Excerpted records:

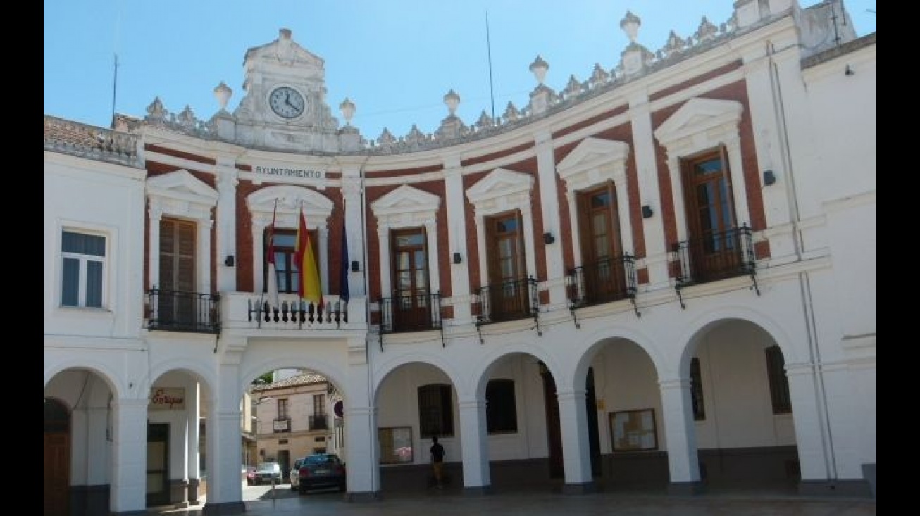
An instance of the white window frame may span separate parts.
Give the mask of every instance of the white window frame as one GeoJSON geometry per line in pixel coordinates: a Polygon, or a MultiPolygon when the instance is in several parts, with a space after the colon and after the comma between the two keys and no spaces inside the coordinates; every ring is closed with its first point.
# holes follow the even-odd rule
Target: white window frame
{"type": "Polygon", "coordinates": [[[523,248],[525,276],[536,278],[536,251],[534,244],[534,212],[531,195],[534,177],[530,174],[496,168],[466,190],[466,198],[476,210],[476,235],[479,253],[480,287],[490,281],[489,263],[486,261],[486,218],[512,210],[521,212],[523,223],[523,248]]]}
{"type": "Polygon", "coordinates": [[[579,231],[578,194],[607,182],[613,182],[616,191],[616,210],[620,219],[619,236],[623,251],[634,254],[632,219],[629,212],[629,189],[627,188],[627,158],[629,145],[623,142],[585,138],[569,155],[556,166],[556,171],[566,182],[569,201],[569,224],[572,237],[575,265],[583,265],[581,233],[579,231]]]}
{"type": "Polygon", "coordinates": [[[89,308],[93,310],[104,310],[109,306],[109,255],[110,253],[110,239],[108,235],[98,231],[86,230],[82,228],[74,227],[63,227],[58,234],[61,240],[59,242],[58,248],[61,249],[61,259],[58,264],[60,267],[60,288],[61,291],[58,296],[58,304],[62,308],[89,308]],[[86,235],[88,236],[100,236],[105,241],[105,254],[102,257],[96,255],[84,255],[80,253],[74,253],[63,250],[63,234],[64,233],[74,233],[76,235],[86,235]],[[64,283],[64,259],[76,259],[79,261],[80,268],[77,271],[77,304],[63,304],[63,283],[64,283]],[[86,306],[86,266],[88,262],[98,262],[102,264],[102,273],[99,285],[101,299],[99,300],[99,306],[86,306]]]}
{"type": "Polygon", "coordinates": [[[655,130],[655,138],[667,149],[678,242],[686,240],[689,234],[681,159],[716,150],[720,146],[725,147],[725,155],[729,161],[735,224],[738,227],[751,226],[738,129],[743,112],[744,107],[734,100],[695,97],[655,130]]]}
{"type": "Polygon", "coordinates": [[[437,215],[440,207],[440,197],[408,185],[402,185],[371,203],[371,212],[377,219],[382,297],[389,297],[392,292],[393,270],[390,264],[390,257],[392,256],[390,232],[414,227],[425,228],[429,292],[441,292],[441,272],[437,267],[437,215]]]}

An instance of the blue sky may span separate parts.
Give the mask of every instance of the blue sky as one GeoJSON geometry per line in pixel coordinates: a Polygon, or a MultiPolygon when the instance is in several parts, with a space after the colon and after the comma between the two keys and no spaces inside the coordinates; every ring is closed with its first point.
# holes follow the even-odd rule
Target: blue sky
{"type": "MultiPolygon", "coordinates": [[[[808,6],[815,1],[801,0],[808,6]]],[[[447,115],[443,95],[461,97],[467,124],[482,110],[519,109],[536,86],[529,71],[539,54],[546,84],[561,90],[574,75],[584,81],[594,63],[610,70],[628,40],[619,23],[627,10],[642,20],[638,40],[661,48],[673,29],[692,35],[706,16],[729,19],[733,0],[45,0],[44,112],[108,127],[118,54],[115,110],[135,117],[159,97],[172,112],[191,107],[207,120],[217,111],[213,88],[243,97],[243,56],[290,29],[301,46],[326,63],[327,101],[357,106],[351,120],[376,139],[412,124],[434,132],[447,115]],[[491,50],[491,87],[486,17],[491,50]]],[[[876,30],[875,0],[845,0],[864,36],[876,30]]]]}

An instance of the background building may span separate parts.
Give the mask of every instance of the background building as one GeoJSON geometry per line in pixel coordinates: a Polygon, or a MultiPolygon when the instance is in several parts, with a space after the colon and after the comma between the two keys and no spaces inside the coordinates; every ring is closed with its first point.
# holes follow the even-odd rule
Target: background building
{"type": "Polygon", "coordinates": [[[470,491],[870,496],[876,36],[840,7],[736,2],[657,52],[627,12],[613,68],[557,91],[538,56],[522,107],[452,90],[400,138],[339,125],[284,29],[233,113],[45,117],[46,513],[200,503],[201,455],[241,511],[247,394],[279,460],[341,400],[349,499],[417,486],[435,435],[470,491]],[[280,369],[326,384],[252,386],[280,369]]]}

Work to be completed: Could you reproduce every line of the records above word for word, leaving out the pictures?

Reply to the exercise:
An instance of the white window frame may span separate parts.
Give the mask of every instance of the white window frame as one GeoJSON geometry per line in pixel coordinates: a Polygon, or a MultiPolygon when the instance is in several parts, with a space after the colon and after the comma between the two keys and no spaces inside the coordinates; every ring is closed with its first point.
# holes follow the even-odd rule
Target: white window frame
{"type": "Polygon", "coordinates": [[[523,248],[525,276],[536,278],[536,251],[534,244],[534,212],[531,195],[534,177],[530,174],[496,168],[466,190],[466,198],[476,210],[476,235],[479,253],[480,287],[490,281],[489,263],[486,261],[486,218],[512,210],[521,212],[523,223],[523,248]]]}
{"type": "Polygon", "coordinates": [[[579,231],[578,194],[607,182],[613,182],[616,191],[616,210],[620,219],[619,236],[623,251],[634,254],[632,219],[629,212],[629,189],[627,188],[627,158],[629,145],[623,142],[585,138],[569,155],[556,166],[556,171],[566,182],[569,201],[569,224],[572,237],[575,265],[583,265],[581,233],[579,231]]]}
{"type": "Polygon", "coordinates": [[[89,308],[93,310],[104,310],[109,306],[109,255],[110,253],[110,239],[108,235],[98,231],[86,230],[82,228],[74,227],[63,227],[58,234],[61,240],[59,242],[58,248],[61,249],[61,259],[58,264],[60,267],[60,288],[61,291],[58,296],[58,304],[62,308],[89,308]],[[86,235],[88,236],[100,236],[105,241],[105,254],[102,257],[96,255],[84,255],[80,253],[74,253],[63,250],[63,234],[64,233],[74,233],[76,235],[86,235]],[[64,283],[64,259],[76,259],[79,261],[80,268],[77,271],[77,304],[63,304],[63,283],[64,283]],[[86,306],[86,266],[88,262],[98,262],[102,264],[102,273],[99,285],[101,299],[99,300],[99,306],[86,306]]]}
{"type": "Polygon", "coordinates": [[[655,130],[655,138],[667,149],[678,242],[686,240],[689,234],[681,159],[716,150],[720,146],[725,147],[725,155],[729,161],[735,224],[738,227],[751,226],[738,129],[743,112],[744,107],[734,100],[695,97],[655,130]]]}
{"type": "Polygon", "coordinates": [[[437,215],[440,207],[440,197],[408,185],[402,185],[371,203],[371,212],[377,219],[382,297],[389,297],[392,292],[393,270],[390,264],[390,257],[392,256],[390,232],[414,227],[425,228],[429,292],[441,292],[441,272],[437,267],[437,215]]]}

An instance of the blue sky may span separate parts.
Give the mask of every instance of the blue sky as one GeoJSON geometry per line in pixel coordinates: a Polygon, or a MultiPolygon when the instance is in several parts, with a space after the colon and after the comma between the two keys and no spaces inside the coordinates; every ring is closed with its first point.
# holes follow the even-odd rule
Target: blue sky
{"type": "MultiPolygon", "coordinates": [[[[808,6],[815,1],[801,0],[808,6]]],[[[447,115],[443,95],[461,97],[467,124],[482,110],[519,109],[536,86],[529,71],[539,54],[546,84],[561,90],[574,75],[584,81],[594,63],[610,70],[628,40],[619,23],[627,10],[642,20],[638,40],[661,48],[673,29],[692,35],[706,16],[729,19],[733,0],[45,0],[44,112],[108,127],[118,54],[115,110],[135,117],[159,97],[172,112],[191,107],[207,120],[217,111],[213,88],[243,97],[243,56],[290,29],[301,46],[326,63],[327,101],[357,106],[351,120],[376,139],[412,124],[434,132],[447,115]],[[491,50],[491,87],[486,17],[491,50]]],[[[876,30],[875,0],[845,0],[864,36],[876,30]]]]}

An instance of the background building may span separate parts.
Give the mask of every instance of the background building as one GeoJSON geometry per line in pixel coordinates: a Polygon, or a MultiPolygon when the instance is in several parts, with a space after the colon and after the comma between the two keys and no spaces inside the coordinates; every ring is closed with its first point.
# holes follow the even-odd rule
Target: background building
{"type": "Polygon", "coordinates": [[[470,491],[870,496],[876,36],[840,7],[736,2],[657,52],[627,12],[613,68],[557,91],[538,56],[522,107],[452,90],[400,138],[339,125],[284,29],[233,113],[45,117],[46,513],[200,503],[201,455],[241,511],[247,394],[279,460],[341,400],[349,499],[417,486],[435,435],[470,491]],[[280,369],[326,384],[252,386],[280,369]]]}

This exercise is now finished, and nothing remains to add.